Repeat every one of the entries below word for word, leaving out the pictures.

▶ _RECORDS FOR THE EXERCISE_
## Begin
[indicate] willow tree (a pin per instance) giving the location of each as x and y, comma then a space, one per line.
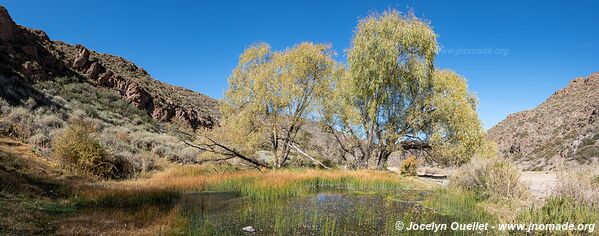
389, 99
271, 95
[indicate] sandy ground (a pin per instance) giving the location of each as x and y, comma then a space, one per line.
541, 183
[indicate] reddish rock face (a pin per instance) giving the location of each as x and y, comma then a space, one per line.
7, 26
35, 57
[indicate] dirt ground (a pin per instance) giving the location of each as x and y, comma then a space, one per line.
541, 183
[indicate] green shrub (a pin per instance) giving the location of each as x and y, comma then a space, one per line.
493, 178
77, 149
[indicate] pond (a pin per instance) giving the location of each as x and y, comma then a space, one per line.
323, 213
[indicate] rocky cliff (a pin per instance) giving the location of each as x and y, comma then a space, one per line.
28, 55
562, 130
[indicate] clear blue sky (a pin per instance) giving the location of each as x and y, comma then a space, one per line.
195, 44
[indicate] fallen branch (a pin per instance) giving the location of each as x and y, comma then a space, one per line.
221, 149
308, 156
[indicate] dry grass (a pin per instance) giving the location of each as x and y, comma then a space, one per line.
149, 220
579, 184
166, 186
495, 179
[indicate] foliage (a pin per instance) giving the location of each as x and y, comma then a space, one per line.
271, 94
451, 125
391, 95
78, 150
493, 179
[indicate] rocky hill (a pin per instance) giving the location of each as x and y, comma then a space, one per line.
28, 56
562, 130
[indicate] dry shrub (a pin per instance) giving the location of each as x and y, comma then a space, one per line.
409, 165
77, 149
18, 123
493, 178
579, 183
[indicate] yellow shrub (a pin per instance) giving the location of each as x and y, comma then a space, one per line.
76, 149
409, 165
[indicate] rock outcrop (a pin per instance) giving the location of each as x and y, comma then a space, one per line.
560, 131
30, 55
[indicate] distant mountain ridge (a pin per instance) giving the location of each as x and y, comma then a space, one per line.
562, 130
28, 55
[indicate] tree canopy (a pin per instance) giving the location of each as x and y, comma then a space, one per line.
## End
▶ _ANSWER TO THE PROBLEM_
[indicate] willow tree (a pin per instance) giving the location of each as x and y, comma then a space, one per line.
389, 99
271, 95
[indicate] sandy ground (a pin per instance) giving the location of each as x and y, comma then a space, one per line.
541, 183
[indicate] reddish rock face (a pin per instance) giving the location of each as x and y, comma then a space, one per line.
7, 26
35, 57
[indicate] dirt ground (a pin per instance) giving the location of each as x and y, comma then a space, one per line.
541, 183
[indicate] green shrub (a pin per instance) giving the location of each as x and y, comma then a space, one per line.
493, 178
77, 149
[indicate] pond (a pin per instance) giving the location of each as x and y, comma then a space, one per line.
323, 213
[indicate] rocky cliff (a pin per instance) giving the location of each as x and y, comma then a space, one per line.
28, 55
562, 130
[indicate] clear blue sky (a pin per instance) giving the location of each as x and y, comma then a space, one per line.
195, 44
[indicate] fallen branch (a pin per instance) giving the location of each as x and y, comma then a space, one per line.
221, 149
308, 156
[indicate] dry grass (a pin per instance) giving the location of each as x and y, comma then a space, one per line.
149, 220
579, 184
166, 186
495, 179
[indicate] foliage (a pin per instance) giving the location of each as x and y, comma then a space, one per line.
271, 94
451, 125
391, 95
78, 150
493, 179
[indicate] rocky hill (a pin per instance) giving the location of each as x and y, comma then a space, one per line.
28, 56
562, 130
[indicate] dry shrub (a pin per instance) giving the location of each as x and y, comma then a space, one per line.
409, 165
77, 149
18, 123
493, 178
579, 183
[indicate] yellow shrub (a pin per instance) giving the location of each as x and y, comma then a space, one per line.
76, 149
409, 165
[indicate] rock outcrop (a pin per instance) giving the location of each as x and y, comma then a space, one per line.
560, 131
30, 55
[indicate] distant mountain ridge (a pin per instance) giving the location of each as x and y, comma then a space, one per line.
562, 130
28, 55
[indicate] tree canopy (a pin per instance) giving the location of each as x and y, comma then a space, one per line.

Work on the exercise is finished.